-- Supplied material start --

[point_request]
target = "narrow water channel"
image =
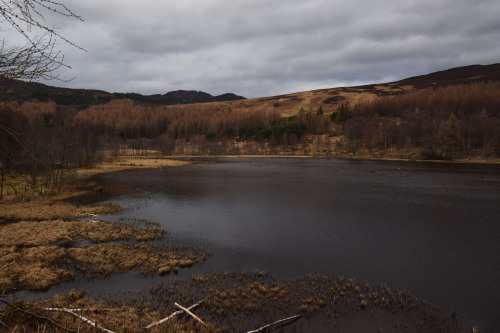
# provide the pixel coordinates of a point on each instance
(430, 228)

-- Supplied material end --

Output every line of the listing above verbatim, omitting the pictures.

### Task solution
[point_request]
target = "narrow water channel"
image =
# provide the pixel coordinates of a point on each instance
(430, 228)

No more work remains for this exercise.